» **Objective**:
Leave out the pictures and repeat every record exactly.

» **Excerpts of location labeling data**:
== == ==
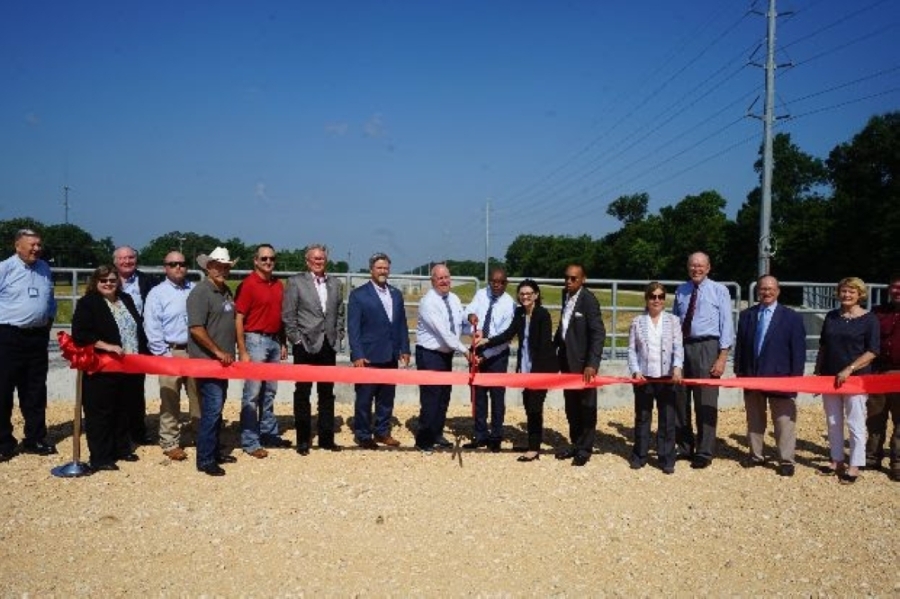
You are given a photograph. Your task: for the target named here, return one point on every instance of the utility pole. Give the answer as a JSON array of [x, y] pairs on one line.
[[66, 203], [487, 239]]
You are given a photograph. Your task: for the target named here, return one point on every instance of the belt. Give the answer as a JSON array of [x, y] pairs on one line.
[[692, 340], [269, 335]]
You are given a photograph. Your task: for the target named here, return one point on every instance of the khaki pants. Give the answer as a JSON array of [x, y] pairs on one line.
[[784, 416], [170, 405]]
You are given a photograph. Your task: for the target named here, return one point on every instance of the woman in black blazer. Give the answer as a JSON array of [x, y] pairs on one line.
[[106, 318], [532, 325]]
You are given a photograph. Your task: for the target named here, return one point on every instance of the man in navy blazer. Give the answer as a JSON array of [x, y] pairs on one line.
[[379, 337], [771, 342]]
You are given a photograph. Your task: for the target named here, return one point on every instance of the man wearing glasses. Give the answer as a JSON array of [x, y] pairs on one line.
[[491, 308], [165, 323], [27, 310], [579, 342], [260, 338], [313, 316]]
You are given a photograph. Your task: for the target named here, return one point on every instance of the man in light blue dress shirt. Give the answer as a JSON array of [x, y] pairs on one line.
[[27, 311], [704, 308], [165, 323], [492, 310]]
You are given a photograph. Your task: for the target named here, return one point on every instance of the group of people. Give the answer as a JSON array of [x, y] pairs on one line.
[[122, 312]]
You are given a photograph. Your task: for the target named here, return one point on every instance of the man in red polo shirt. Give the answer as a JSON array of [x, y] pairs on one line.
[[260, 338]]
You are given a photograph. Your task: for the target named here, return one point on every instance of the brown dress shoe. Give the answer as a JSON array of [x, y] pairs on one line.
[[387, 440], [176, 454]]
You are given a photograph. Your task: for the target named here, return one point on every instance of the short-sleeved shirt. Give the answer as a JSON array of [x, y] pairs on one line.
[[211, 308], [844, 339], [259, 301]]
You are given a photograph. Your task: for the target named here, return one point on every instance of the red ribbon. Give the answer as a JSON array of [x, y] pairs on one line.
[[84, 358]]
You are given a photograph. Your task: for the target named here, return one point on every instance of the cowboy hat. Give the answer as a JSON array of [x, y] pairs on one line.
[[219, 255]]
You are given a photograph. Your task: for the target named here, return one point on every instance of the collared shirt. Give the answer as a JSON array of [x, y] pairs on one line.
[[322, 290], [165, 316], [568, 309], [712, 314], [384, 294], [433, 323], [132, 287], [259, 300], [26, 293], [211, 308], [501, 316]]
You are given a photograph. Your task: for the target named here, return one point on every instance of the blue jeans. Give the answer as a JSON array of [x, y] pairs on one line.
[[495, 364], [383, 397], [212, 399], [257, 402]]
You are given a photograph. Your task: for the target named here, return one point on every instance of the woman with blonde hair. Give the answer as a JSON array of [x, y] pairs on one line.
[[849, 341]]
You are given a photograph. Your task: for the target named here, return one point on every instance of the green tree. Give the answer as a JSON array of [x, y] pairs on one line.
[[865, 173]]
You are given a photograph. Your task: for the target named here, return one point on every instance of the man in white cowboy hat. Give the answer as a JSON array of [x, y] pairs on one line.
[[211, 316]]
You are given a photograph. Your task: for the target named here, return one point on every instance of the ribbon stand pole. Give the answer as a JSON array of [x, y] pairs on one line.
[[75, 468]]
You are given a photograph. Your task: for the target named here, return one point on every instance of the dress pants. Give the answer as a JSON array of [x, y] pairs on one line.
== == ==
» **Response to the task**:
You are given a photograph. Your task: for the target named here, return one point on every instance of the utility pole. Give the answer as a JSON array of [x, y] pairs on one line.
[[66, 203], [487, 239]]
You are given a photograph. Your task: for the target named here, return one point on every instance of the belt. Give the answer as a JSON array of [x, y] pairs on one line.
[[692, 340], [269, 335]]
You are given a photograph. Your task: for the target named here, return one point on every instance of the khaki pants. Give the answer as a JSON array of [x, y] pairs on one line.
[[784, 416], [170, 405]]
You are given a photograph. Your task: for the target named here, return one point on every instance of the woman in black blazer. Give the answer as a JSON array of [x, y] pairs on one line.
[[106, 318], [532, 325]]
You are given a photograph. Your task: for the target named here, return one point on every instance of the man in navy blazer. Give the answer as a JSON array of [x, y] pairs on one line.
[[379, 337], [771, 342]]
You are given a photograph. Your task: for the target named here, return one point on every instance of the man wearing glasses. Give the answer as a JSON array of [x, y] pairs on one line.
[[491, 308], [165, 323], [27, 310], [579, 342], [260, 338], [313, 316]]
You are given a photograph. Your task: for the target named here, return one point on every instance of the man in light blue dress shirt. Give the answer as a JSON array of [x, y] pairs on one line.
[[27, 311], [704, 308], [165, 323], [492, 310]]
You are given a photograph. Your task: for the target named here, return one point on every instance of the group of people. Give the answer as a JSON array of [x, y] pairs on one line.
[[122, 312]]
You are given a photograph. Your task: for the target named here, return one point on every instance of the man in red polo shirt. Give the answer as a JSON array of [x, y] pairs on one line.
[[260, 338]]
You are given a photograph. Your task: for the target named here, return one point on every instance of the brown dress shoe. Give the answer as a JSON array of [x, y] pairs on one line.
[[387, 440], [176, 454]]
You are given a photograph. Your task: for the target named here, return one point on every instance of the short-sleeved shirt. Give the answer as a JSON array of [x, y] pairs on one line.
[[211, 308], [844, 339], [259, 301]]
You are given a photograph. Your task: for the target named here, return one point on every instance of the red ribbon. Give the answer as a JSON array of [x, y] pairs on one line.
[[84, 358]]
You are given a photograph. Your task: for the target named here, return one point on every instance of the cowboy hat. Give the answer as a JSON array of [x, y] pairs on one line.
[[219, 255]]
You are given a photograph. Your task: for the target named here, return one point on every instance of the collared shirt. Give the answer as a JSON array of [x, y] pairs on one line.
[[322, 290], [165, 316], [568, 309], [712, 314], [384, 294], [433, 323], [132, 287], [259, 300], [26, 293], [211, 308], [501, 316]]
You are given a photograph. Your task: for the target named here, return one point on every instance of the blue jeans. Give the answer as a JSON array of [x, y] pairs on one line.
[[495, 364], [383, 397], [212, 399], [257, 402]]
You are given a photograph. Your task: for the target named here, return one point on every instance of the woman with blonde hair. Give the answer as a JSON array of [x, y] pairs on one line.
[[849, 341]]
You are given a photograph. Your task: for the target named here, return one point on every instance of the green tree. Give the answer as a JSON array of [x, y] pairs on one line.
[[865, 173]]
You are given a photograph. Your task: for the target named here, return one point on every instance of the man in white cowboy hat. Give the answer as a JSON array of [x, y] pairs on one line.
[[211, 316]]
You are given a photograph. Your task: for the target named here, return one point on every instance of the ribbon stand pole. Give the answer as a JSON array of [x, y] pairs on one line.
[[75, 468]]
You are given a photograph. Your task: for the target named here, return one point on every instance of the dress pants. Give the answer as a JSON array of [x, y] pairs on one line.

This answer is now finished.